**Your task**
Reproduce, without any changes, the stretch of the records below from the line containing "of the metal" through the end of the records.

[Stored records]
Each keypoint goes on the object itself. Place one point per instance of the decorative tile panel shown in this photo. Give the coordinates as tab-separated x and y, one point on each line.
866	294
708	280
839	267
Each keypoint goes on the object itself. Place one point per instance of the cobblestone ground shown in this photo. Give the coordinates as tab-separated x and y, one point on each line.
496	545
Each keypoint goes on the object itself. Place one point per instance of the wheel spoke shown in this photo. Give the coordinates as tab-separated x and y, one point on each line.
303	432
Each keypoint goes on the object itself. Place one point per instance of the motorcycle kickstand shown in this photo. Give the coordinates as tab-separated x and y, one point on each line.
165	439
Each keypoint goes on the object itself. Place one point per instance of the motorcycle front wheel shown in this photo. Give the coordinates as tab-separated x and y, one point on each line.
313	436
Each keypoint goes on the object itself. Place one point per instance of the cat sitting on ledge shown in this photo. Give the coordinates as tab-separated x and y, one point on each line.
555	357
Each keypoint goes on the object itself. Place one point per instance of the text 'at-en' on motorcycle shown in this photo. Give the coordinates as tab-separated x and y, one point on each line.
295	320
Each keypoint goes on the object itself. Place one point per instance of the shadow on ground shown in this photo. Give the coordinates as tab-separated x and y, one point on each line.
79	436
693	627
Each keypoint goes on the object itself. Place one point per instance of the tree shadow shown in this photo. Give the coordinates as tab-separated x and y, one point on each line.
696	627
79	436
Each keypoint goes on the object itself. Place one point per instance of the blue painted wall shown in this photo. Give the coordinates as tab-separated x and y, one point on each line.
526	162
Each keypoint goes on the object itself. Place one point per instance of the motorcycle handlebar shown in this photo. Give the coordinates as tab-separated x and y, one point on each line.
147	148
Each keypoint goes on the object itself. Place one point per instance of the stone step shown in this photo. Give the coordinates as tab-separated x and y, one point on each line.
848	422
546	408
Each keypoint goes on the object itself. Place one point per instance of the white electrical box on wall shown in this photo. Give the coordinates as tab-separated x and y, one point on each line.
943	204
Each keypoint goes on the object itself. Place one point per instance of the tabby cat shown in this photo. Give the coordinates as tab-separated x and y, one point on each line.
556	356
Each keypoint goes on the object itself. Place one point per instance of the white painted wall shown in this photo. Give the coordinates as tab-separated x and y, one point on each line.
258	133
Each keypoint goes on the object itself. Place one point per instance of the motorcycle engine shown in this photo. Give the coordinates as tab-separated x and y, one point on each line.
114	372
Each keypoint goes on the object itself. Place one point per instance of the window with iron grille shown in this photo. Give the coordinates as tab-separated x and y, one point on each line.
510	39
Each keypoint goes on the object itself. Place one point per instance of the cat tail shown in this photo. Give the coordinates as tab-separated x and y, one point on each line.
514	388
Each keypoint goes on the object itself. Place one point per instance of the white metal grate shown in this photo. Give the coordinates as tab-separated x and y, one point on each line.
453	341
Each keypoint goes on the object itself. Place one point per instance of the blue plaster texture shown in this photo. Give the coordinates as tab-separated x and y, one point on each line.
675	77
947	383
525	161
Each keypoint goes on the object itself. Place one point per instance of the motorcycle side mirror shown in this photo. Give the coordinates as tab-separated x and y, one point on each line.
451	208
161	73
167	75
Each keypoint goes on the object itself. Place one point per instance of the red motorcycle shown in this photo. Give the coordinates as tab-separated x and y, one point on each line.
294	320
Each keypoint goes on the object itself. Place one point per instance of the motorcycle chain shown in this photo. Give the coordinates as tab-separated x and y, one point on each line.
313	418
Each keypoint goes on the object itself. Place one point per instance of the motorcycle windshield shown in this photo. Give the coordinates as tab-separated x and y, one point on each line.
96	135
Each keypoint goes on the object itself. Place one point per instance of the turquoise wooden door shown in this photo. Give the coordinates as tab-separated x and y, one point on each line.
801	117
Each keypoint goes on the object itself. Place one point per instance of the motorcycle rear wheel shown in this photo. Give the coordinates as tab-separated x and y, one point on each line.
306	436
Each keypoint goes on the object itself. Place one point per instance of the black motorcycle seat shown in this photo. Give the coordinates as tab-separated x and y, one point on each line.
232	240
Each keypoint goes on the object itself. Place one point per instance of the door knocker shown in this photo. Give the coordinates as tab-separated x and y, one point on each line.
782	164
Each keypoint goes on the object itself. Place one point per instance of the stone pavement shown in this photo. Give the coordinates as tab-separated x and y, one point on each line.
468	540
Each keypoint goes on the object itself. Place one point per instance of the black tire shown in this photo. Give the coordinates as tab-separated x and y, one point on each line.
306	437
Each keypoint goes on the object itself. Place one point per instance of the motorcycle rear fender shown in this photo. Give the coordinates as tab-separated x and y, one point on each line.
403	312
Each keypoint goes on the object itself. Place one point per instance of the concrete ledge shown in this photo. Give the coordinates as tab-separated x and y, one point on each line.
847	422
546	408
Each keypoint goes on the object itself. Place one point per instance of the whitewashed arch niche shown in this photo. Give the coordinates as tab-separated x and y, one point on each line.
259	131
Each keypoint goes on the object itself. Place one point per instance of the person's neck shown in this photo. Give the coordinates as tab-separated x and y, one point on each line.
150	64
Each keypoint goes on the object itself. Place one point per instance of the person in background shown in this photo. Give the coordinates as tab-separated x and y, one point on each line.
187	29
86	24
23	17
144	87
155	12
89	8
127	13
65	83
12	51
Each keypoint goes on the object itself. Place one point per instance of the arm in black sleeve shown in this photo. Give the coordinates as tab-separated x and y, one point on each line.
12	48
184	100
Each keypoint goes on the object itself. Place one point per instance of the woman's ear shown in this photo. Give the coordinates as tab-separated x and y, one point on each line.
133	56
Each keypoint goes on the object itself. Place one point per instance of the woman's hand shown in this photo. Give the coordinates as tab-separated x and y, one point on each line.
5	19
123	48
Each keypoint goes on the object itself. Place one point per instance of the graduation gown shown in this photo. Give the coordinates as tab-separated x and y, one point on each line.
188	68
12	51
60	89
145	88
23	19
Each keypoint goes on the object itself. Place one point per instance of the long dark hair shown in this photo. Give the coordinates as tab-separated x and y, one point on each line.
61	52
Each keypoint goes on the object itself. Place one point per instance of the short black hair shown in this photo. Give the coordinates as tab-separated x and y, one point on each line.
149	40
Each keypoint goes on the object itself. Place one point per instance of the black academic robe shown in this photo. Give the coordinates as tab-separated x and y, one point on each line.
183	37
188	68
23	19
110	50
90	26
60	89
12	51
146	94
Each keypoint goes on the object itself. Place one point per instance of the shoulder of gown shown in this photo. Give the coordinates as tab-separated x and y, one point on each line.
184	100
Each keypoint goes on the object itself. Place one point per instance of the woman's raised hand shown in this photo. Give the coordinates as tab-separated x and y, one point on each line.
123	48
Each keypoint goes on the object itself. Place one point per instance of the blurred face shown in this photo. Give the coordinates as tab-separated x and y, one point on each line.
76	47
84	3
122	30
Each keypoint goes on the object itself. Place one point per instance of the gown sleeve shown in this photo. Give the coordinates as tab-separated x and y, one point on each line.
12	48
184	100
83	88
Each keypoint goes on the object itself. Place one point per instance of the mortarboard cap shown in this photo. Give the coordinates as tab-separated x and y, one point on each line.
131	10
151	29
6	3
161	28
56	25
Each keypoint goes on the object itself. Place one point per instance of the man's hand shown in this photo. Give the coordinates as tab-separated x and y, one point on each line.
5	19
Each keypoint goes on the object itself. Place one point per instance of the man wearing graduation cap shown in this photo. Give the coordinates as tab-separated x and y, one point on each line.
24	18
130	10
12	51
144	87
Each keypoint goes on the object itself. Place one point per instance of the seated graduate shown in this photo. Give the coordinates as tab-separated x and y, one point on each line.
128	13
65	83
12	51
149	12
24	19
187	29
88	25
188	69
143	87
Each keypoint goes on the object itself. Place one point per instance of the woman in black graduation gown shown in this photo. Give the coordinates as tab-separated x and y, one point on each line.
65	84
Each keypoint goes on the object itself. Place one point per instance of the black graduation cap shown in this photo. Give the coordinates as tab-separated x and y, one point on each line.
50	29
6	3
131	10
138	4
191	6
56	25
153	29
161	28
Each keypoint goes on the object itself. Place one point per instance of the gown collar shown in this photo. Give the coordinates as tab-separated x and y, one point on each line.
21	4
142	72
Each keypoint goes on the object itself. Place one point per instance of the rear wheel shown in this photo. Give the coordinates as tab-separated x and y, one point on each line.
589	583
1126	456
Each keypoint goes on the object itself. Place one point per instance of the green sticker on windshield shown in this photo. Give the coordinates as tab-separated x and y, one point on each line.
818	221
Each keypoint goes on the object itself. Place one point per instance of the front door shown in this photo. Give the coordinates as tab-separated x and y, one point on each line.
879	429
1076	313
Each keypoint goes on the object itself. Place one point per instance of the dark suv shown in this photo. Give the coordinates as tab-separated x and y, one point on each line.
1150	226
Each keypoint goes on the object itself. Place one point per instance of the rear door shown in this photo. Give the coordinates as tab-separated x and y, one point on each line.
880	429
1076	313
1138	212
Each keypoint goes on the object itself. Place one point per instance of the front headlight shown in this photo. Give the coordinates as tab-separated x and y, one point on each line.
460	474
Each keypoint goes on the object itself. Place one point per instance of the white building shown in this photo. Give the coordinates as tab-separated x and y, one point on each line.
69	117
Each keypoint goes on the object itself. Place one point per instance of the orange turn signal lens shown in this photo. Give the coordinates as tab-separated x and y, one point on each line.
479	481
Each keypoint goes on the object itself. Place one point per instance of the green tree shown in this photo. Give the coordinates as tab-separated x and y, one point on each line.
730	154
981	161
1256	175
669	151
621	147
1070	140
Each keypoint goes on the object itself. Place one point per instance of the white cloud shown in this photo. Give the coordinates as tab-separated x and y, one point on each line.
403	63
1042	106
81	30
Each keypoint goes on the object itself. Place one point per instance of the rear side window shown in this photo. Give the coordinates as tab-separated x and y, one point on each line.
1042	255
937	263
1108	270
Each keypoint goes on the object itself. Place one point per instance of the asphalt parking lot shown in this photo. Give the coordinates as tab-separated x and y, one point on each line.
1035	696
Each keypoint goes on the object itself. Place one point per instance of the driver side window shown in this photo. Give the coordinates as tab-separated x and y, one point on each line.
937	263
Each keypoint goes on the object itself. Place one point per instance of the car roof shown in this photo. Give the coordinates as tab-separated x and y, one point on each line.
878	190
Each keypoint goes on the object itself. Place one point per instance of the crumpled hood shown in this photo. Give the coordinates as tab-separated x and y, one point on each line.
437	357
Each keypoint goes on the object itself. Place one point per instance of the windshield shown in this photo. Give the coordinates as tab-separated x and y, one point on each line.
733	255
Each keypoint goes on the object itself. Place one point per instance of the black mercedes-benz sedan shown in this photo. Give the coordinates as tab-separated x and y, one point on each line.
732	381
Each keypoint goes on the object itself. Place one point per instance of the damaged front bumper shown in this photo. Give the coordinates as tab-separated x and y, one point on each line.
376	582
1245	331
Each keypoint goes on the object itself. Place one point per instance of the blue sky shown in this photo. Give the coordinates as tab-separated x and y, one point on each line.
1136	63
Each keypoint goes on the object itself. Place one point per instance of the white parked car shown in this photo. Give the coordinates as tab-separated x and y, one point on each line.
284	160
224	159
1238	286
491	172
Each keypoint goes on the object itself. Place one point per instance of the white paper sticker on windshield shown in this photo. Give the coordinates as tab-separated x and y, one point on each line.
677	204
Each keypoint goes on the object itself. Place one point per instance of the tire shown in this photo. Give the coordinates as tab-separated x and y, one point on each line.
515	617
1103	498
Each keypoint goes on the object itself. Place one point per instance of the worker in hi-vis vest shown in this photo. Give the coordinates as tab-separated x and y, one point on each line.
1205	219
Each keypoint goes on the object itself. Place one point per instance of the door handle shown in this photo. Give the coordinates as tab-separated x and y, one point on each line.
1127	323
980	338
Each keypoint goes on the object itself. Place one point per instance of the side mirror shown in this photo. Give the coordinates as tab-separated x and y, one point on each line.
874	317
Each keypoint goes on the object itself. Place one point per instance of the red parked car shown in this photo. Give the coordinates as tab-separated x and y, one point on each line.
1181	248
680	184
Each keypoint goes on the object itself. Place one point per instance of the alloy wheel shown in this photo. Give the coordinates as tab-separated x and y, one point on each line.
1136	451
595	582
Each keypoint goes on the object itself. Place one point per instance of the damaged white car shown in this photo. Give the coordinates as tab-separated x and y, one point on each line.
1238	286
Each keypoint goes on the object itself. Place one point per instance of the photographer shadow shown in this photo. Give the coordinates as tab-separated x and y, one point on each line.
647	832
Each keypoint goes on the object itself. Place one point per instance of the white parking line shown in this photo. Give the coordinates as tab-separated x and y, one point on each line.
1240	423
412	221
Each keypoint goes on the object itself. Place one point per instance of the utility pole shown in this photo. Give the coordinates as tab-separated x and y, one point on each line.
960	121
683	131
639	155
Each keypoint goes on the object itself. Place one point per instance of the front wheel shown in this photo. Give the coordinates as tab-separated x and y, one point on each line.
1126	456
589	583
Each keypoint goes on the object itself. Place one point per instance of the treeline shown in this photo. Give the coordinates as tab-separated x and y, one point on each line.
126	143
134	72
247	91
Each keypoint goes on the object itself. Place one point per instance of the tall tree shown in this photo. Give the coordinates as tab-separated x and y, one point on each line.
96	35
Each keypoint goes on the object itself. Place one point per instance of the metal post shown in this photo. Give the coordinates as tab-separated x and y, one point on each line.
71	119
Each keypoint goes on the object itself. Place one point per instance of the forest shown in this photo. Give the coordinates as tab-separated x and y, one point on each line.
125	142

**Completed task**
Each keypoint goes on the object itself. Place one point per instance of the metal post shown in this photo. Give the coordinates as tab-separated x and y, one point on each line.
71	119
Each keypoint goes on the object itself. Place one point per instance of the forest shown in this photo. Give the coordinates as tab-separated x and y, one point on each line.
125	142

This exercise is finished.